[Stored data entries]
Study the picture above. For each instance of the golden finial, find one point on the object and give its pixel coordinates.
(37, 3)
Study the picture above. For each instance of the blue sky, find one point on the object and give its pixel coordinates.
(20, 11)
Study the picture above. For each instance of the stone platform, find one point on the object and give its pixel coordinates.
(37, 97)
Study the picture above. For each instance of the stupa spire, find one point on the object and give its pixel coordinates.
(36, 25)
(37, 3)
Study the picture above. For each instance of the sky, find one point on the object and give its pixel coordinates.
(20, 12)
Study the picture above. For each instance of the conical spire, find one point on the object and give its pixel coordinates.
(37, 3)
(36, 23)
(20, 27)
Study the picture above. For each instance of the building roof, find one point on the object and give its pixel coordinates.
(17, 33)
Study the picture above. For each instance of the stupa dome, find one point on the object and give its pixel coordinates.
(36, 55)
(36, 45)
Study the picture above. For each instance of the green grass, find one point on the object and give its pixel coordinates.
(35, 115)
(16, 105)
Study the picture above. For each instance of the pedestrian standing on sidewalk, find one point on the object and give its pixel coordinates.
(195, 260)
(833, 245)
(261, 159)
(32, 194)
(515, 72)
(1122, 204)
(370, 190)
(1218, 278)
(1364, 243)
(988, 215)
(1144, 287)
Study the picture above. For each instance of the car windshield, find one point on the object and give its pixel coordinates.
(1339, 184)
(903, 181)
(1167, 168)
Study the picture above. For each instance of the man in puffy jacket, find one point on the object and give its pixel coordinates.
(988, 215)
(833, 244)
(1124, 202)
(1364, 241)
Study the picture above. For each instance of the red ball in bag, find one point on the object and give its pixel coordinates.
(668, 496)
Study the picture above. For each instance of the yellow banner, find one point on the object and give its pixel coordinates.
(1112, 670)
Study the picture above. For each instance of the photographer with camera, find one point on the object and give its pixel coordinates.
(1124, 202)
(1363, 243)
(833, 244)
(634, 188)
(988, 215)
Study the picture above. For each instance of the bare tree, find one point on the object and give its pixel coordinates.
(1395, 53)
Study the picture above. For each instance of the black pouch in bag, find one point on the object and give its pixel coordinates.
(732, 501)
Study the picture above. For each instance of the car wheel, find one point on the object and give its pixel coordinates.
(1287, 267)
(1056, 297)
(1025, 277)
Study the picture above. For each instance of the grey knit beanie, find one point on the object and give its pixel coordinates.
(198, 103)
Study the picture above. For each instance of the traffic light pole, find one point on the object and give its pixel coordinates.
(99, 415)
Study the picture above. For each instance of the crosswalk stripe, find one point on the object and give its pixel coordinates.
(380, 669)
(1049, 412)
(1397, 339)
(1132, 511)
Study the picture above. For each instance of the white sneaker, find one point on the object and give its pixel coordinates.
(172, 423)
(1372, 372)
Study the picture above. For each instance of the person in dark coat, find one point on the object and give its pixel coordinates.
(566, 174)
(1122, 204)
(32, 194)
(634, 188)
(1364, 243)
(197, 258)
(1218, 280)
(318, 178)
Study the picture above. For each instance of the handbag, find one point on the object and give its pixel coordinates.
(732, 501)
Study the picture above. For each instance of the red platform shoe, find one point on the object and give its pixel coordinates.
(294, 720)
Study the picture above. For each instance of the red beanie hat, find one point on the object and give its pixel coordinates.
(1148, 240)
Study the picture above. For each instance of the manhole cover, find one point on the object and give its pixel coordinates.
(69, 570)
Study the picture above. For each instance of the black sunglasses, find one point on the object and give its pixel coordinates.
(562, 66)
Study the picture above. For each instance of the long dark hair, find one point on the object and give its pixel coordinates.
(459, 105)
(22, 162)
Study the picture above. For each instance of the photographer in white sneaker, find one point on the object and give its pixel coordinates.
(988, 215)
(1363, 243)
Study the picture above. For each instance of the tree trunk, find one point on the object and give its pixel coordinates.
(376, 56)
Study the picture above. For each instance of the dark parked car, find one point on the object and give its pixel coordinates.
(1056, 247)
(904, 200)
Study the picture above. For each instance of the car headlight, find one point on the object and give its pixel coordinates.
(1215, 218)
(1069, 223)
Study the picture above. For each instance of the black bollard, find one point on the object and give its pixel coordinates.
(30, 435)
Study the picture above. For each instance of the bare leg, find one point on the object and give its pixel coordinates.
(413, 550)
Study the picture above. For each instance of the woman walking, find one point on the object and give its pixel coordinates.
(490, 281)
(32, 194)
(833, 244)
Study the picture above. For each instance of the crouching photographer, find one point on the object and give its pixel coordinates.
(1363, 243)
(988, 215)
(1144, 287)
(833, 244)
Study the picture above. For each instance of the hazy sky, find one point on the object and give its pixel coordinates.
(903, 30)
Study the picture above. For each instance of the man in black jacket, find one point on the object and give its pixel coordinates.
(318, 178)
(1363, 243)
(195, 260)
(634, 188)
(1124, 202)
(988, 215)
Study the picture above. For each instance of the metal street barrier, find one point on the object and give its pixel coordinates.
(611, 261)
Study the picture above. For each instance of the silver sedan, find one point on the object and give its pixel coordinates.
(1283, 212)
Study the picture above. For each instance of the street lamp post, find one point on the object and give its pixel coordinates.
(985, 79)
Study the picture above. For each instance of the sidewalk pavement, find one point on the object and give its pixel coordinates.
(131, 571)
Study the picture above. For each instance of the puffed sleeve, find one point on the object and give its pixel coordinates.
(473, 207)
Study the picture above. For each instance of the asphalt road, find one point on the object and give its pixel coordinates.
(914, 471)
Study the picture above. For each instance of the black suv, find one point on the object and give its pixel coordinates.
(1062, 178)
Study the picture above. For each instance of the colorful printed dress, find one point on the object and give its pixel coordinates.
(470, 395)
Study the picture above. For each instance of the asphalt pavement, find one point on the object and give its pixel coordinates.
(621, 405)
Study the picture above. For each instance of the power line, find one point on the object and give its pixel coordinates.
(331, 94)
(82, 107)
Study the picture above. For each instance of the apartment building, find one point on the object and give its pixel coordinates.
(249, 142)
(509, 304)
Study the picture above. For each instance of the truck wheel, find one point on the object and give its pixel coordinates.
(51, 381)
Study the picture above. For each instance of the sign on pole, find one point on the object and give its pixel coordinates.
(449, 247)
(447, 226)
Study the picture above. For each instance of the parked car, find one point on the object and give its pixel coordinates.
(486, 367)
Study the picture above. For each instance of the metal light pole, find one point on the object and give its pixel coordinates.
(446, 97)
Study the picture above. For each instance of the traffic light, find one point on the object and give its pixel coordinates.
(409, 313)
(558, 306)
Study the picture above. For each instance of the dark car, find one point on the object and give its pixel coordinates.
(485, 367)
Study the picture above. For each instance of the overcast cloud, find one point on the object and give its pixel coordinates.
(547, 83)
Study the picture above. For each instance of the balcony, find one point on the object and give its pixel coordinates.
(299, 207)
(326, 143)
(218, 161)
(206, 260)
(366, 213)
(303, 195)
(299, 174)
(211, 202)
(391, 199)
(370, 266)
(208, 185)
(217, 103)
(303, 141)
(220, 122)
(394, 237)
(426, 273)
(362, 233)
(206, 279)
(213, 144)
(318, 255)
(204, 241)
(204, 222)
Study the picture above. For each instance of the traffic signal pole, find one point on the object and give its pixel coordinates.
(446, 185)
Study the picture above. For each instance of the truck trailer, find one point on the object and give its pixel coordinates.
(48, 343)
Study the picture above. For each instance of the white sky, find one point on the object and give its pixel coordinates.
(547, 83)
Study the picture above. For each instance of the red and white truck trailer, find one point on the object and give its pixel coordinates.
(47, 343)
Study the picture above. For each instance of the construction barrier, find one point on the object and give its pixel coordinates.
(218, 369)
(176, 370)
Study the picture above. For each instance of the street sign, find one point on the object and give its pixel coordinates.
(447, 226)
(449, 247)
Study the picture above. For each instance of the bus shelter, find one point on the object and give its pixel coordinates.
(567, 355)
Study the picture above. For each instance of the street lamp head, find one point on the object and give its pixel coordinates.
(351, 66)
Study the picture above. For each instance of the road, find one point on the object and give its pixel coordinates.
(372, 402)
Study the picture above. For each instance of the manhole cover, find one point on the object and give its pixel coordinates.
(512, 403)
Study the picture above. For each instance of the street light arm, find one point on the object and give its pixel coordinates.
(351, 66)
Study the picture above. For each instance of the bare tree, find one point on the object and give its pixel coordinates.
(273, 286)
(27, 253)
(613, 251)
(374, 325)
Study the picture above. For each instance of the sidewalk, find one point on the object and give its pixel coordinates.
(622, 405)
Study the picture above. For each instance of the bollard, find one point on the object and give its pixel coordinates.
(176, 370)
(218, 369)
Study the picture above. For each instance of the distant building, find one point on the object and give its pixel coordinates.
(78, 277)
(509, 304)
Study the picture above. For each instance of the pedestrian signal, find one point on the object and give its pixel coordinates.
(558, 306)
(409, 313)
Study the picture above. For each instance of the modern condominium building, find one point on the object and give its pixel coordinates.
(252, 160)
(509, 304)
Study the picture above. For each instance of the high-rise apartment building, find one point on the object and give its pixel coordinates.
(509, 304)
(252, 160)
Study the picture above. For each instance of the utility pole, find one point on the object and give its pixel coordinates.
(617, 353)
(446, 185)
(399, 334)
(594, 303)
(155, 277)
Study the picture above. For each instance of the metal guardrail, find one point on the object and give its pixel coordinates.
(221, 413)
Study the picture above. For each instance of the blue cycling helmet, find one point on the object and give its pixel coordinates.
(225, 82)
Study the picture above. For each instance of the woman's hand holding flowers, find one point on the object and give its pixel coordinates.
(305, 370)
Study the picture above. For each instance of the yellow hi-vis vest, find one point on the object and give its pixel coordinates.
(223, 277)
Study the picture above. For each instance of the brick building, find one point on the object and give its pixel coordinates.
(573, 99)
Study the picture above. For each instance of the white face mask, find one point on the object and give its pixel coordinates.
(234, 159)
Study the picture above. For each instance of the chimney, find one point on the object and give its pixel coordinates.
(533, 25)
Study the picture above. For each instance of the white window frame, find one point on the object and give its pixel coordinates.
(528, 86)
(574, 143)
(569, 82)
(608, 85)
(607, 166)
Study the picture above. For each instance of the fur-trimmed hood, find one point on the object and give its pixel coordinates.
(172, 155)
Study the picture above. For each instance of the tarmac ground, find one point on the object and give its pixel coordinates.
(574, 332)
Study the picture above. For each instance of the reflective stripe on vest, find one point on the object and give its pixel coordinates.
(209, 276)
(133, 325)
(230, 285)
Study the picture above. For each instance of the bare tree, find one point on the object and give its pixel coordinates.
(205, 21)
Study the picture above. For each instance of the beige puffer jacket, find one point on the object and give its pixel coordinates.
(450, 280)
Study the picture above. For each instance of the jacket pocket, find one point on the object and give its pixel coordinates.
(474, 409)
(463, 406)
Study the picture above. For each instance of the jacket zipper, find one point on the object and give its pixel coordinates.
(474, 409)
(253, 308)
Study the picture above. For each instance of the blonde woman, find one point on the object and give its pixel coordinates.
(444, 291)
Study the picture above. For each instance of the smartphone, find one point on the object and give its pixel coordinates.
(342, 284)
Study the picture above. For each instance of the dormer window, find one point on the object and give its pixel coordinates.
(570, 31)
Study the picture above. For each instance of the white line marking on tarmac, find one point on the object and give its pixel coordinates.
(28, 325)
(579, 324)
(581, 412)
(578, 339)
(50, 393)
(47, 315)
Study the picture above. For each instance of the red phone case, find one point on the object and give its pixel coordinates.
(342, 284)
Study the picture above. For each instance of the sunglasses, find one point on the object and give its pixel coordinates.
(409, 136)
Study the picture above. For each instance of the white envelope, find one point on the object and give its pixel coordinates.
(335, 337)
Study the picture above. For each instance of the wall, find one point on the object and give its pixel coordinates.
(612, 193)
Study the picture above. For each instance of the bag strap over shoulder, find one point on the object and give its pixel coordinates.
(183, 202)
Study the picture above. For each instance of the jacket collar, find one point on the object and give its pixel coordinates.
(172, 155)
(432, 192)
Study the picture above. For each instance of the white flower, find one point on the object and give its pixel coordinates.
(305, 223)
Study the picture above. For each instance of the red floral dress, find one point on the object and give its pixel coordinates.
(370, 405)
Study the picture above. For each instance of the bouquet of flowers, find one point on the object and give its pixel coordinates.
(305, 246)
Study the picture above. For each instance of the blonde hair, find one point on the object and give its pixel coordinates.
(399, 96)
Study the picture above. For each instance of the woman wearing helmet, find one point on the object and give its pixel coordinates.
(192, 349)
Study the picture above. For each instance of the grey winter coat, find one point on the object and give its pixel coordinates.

*Requirement*.
What are the lines from the one with "Study the picture above. For each instance of the red phone" through the end of the entries? Give them again exactly, both end lines included.

*Output of the exercise*.
Study the picture above. For each instance of the red phone case, find one point on the object and give its pixel coordinates.
(342, 284)
Study the picture above. For each instance of the sunglasses, find one point on the object and give its pixel coordinates.
(409, 136)
Study the picture above. For each instance of the white envelope, find one point on the object and give its pixel coordinates.
(335, 337)
Study the picture above. For each instance of the wall, find one point on the object and give its pixel coordinates.
(612, 193)
Study the picture above. For each instance of the bag strap over shoulder, find one point on the object and give its pixel coordinates.
(183, 202)
Study the picture above. For each instance of the jacket collar, find one point on the object and give its pixel coordinates.
(172, 155)
(432, 192)
Study the picture above. For each instance of the white flower, find one point on the object and give its pixel coordinates.
(305, 223)
Study the picture above. For each instance of the red floral dress, find one point on the object and give its pixel coordinates.
(370, 405)
Study the picture above. For each instance of the bouquet of flowers, find one point on the object and give its pixel coordinates.
(305, 246)
Study the picture above. For each instance of the blonde hair, find one point on the object and give its pixel coordinates.
(399, 96)
Study the picture above. For each instance of the woman wearing helmet, find one point on the object and give its pixel coordinates.
(192, 349)
Study the picture above. For each instance of the grey winter coat, find one point on the object and give its pixel coordinates.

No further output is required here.